In memory of my father, Robert Krishef, February 11, 1931 – November 19, 2015.
At the opening and closing of Parshat Vayetzei, Jacob encounters God, angels. My father encountered angels. My father was the kind of person who you wouldn’t expect to encounter angels. His father was not particularly observant, not a synagogue goer, and for the most part, neither was my father. He was a rational, clear, thinker. But my father had amazing stories in which he was directed away from dangers by a force that he was absolutely convinced came from outside of him. And my father had an encounter at night, like Jacob’s night encounter, that gave him the strength to make it through his father’s funeral. More on this in a bit.
When my father needed to think, he would go into the basement and sit at or near his typewriter. He was a person of the written word. We used to joke that my grandfather was a man of very few words. My father, though by no means a chatterbox, was the kind of person who would be the center of any room. People lined up to speak with him. People were drawn to him because like a good journalist, he could talk to anyone.
My father was the smartest person I know. It’s a kind of a family joke that he was never wrong. But the amazing thing is that was so rarely wrong that that it’s best to assume that he was in fact always right. He wasn’t arrogant about it. He was just the kind of person who can converse about just about anything and you’ll know that his analysis is spot on. He admitted when he didn’t know the facts of a situation, but his grasp of the principles behind the facts was truly astounding.
My father was the kind of person who could engage anyone in an interesting conversation. He can sit down at a party and people will come to him to talk about politics, sports, business, or anything else on their mind. Basically, he understood people – how they think, how they act, how they react. It doesn’t matter whether he was analyzing a political debate, a B’nai B’rith board, or a sports team – he knew people. Because of this ability to analyze, he had an instinctual understanding of basketball, baseball, and football. I’m not sure about hockey, but he watched anyway. My father was drafted to serve in Korea, but because of poor depth perception, could not shoot a gun effectively. Nevertheless, those eyes could watch a pitcher throw a ball and identify a fast ball, a slider, a curve ball, a breaking ball, and probably a knuckleball as well. He could call balls and strikes accurately from any seat in the stadium or in front of the television. He could look at a runner and tell you if he was going to try to steal. He could look at the arrangement of football players on the field and tell you run or pass, to which side, what kind of play it will be, and how the defense is getting set to react.
My father used his ability to analyze as a journalist as well as in his chosen career, public relations, drawing on his deep insight into what motivates people. I like the idea that he was not in advertising, which is a more of a kind of manipulation of the consumer. Rather, public relations is the art of getting information about an event to the people who already have an interest in being a part of that event. It requires an understanding of the kinds of publications people who are interest in X read, and placing an article about X in those publications.
He wrote books, he owned and edited a country music newspaper. He was a columnist and the editor of the American Jewish World. He loved words. And when his father died and he didn’t think he was going to be able to make it through the funeral, he went to the place where he created words. That’s where his encounter took place. He felt a tap on his shoulder, a glow poured over him, he asked Pop to give him strength, and he got it.
I’ve always drawn my strength from my father. I don’t know what I’m going to do without him. On the way into town last night for the funeral, I took out my laptop and started writing. I reread the transcript of some of the stories I recorded, his encounters with guardian angels, that he told me just 8 days ago, the day after we heard the final diagnoses. I told him then that the only way I was going to be able to get through the funeral was with his help. Sharing stories was his way of giving me, his children, and God-willing his grandchildren, a bit of his wisdom, humor, intelligence, strength, and insight.
The last story he told me was of a prayer after a less than successful date when he was in his late 20’s. Praying was something he only recalled doing three times between his childhood and this moment. He wanted to meet and fall in love and have children. He prayed that he would have children who would turned out to be better than himself. He prayed that they would have children, his grandchildren, great-grandchildren, and so forth. He prayed not for children who would create some magic formula or become president of the United States, but just to be good, compassionate people, to make a difference in other’s lives, to contribute somehow to society.
This was his final message to me. I offer it to my children Zachary, Solomon, Sarah, and Harrison who are watching from home, as well as to Jared, Alyssa, Jack and Alex, and I offer it to you. If we embrace that message and become 1/10 of the mentch that my father was, then his memory will indeed have become a blessing. Y’hi Zikhro Barukh.

AVAILABLE DATA:
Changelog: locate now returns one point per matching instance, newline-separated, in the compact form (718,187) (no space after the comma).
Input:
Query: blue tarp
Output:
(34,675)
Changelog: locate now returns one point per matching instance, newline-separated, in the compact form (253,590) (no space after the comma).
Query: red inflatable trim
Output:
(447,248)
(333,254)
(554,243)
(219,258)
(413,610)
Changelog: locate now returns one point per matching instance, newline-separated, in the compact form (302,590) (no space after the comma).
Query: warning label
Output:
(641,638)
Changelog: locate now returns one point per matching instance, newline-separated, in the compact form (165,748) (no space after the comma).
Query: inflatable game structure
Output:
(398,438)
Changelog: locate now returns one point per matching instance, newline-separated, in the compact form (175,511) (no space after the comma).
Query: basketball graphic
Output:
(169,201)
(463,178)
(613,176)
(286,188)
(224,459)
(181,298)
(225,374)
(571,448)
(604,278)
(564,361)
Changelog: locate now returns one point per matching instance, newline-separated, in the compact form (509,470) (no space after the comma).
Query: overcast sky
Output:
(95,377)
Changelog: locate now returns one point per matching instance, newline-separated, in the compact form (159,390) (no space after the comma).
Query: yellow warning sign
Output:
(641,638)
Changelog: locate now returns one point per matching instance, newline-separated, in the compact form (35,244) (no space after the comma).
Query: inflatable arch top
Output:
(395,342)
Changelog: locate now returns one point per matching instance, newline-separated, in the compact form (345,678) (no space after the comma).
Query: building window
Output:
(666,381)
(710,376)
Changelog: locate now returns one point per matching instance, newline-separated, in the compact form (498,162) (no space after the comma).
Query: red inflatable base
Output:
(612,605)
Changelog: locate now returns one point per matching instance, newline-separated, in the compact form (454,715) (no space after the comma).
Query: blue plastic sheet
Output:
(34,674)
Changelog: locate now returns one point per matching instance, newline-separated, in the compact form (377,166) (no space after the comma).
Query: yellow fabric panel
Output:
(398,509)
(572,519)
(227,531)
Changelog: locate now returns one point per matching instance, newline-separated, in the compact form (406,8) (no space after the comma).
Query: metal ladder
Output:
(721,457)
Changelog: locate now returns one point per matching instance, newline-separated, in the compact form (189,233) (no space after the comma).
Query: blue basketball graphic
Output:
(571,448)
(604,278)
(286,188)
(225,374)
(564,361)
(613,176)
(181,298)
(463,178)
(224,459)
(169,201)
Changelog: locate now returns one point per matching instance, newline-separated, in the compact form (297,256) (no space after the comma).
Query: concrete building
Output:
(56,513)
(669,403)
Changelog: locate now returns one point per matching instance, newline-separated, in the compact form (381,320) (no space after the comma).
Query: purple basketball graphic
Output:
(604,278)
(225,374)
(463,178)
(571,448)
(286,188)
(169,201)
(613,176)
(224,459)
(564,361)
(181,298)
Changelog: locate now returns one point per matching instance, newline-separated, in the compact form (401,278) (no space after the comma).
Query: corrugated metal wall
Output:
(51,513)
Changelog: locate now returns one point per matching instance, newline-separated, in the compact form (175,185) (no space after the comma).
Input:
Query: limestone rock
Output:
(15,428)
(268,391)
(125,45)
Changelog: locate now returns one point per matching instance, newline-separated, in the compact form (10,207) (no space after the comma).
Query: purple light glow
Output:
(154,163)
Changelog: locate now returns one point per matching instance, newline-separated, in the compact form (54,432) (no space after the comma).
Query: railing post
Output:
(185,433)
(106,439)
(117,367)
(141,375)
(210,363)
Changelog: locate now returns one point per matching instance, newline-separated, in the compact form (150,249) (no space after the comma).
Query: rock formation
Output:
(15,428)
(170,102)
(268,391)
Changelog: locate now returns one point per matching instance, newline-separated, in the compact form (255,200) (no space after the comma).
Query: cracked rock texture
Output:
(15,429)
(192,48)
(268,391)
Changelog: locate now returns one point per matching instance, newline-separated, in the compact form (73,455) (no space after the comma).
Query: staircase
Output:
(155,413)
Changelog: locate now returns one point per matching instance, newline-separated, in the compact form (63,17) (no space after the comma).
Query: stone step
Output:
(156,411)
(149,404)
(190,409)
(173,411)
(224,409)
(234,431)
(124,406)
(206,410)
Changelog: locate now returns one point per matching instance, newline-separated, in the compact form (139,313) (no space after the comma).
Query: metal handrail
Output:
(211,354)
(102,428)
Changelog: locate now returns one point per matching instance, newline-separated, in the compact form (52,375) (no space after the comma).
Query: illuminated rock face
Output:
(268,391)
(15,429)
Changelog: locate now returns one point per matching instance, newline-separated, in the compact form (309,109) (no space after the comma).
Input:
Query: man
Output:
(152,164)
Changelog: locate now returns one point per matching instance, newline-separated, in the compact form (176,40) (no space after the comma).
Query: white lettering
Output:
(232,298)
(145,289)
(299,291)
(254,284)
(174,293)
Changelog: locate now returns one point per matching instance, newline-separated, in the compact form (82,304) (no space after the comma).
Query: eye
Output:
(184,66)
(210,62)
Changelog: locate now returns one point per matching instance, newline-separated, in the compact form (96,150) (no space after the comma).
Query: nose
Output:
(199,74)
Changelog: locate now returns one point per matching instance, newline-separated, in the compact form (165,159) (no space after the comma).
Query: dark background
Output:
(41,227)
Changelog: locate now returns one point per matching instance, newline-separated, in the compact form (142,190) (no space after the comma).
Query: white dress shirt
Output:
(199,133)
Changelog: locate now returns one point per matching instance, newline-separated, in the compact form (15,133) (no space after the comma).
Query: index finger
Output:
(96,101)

INSTRUCTIONS:
• A. According to the tribute, of which publication was Robert Krishef a columnist and the editor?
• B. Reproduce the part of the tribute that opens with the words containing "In memory of" and closes with "this in a bit.".

SOLVED PROBLEMS:
• A. He was a columnist and the editor of the American Jewish World.

• B.
In memory of my father, Robert Krishef, February 11, 1931 – November 19, 2015.
At the opening and closing of Parshat Vayetzei, Jacob encounters God, angels. My father encountered angels. My father was the kind of person who you wouldn’t expect to encounter angels. His father was not particularly observant, not a synagogue goer, and for the most part, neither was my father. He was a rational, clear, thinker. But my father had amazing stories in which he was directed away from dangers by a force that he was absolutely convinced came from outside of him. And my father had an encounter at night, like Jacob’s night encounter, that gave him the strength to make it through his father’s funeral. More on this in a bit.